- _COMPLETE THE FOLLOWING_:
a) Return the passage of the Camden Fire Department history that starts at "An initiation fee" and ends at "and Nelson Andrews.", copied word for word.
b) According to the Camden Fire Department history, when did the association hold its meetings?

- _QUOTED TEXT_:
An initiation fee of $1.00 and regular dues assessed at ten cents per
month, funded operations. Any member of the Department that failed to
join the organization within three months after completing his
probationary period in the Uniformed Force, was required to pay an
initiation fee of $5.00, plus the average of all dues and assessments
incurred from the time he was eligible to join. The association met on
the first Wednesday of each month.
Charter
members of the By-Laws Committee were Chester Andrus, Chairman; Harry
Wagner, Henry Zook, Harrison Pike, William Spencer and Nelson Andrews.
The association is believed to have actively functioned until sometime
during the 1940s.
The 1929 City Directory also shows
that Harry Wagner Jr. had joined the Camden Fire Department
and was living at 723 Carman Street
with his wife, Ella "Jane" Wagner. Apparently the
young couple moved into the former Hess house when Mathias Hess
went to live with Harry Jr.'s parents. The 1930 Census shows the
Harry Wagner Jr. family at 723
Carman Street
with
their two children, Harry J. Wagner III and Jane. Mr. and Mrs.
Wagner would reside at the Carman Street
address into the 1960s.
By
1947 Harry Wagner Jr. had been promoted to acting Captain.
This post was soon made permanent, and he continued to rise
through the ranks, as acting Battalion Chief, Battalion Chief,
and District Chief. Early in 1958, upon the retirement of Chief
of Department William Van Pfefferle, Harry J. Wagner Jr.

- _SUPPLIED DATA_:
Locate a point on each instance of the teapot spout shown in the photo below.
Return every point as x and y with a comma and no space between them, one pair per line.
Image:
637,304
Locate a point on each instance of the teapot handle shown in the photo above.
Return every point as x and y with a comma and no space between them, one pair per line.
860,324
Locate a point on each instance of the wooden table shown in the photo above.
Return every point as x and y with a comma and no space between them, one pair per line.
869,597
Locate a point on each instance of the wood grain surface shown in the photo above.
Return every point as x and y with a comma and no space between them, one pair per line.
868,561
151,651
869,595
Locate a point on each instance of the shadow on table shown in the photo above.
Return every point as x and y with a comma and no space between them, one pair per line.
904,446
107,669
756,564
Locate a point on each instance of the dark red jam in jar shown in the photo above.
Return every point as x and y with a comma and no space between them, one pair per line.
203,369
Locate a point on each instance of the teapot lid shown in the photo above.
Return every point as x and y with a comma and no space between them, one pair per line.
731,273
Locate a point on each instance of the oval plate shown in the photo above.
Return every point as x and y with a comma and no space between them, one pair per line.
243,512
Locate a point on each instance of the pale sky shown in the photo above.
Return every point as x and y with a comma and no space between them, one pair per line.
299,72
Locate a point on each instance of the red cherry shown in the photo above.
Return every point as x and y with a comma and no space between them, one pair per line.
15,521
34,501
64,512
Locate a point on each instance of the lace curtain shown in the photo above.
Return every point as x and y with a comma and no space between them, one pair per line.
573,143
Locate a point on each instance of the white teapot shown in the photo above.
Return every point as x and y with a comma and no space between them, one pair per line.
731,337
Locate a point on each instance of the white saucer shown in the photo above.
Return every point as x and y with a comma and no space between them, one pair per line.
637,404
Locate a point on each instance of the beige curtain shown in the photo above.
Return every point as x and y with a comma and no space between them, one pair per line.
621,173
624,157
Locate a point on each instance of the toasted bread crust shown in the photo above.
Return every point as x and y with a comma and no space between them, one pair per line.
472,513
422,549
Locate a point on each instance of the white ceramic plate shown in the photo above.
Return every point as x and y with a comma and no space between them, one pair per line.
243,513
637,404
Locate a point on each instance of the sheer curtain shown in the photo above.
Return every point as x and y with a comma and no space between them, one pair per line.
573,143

- _TASK ANSWERS_:
a)
An initiation fee of $1.00 and regular dues assessed at ten cents per
month, funded operations. Any member of the Department that failed to
join the organization within three months after completing his
probationary period in the Uniformed Force, was required to pay an
initiation fee of $5.00, plus the average of all dues and assessments
incurred from the time he was eligible to join. The association met on
the first Wednesday of each month.
Charter
members of the By-Laws Committee were Chester Andrus, Chairman; Harry
Wagner, Henry Zook, Harrison Pike, William Spencer and Nelson Andrews.

b) On the first Wednesday of each month.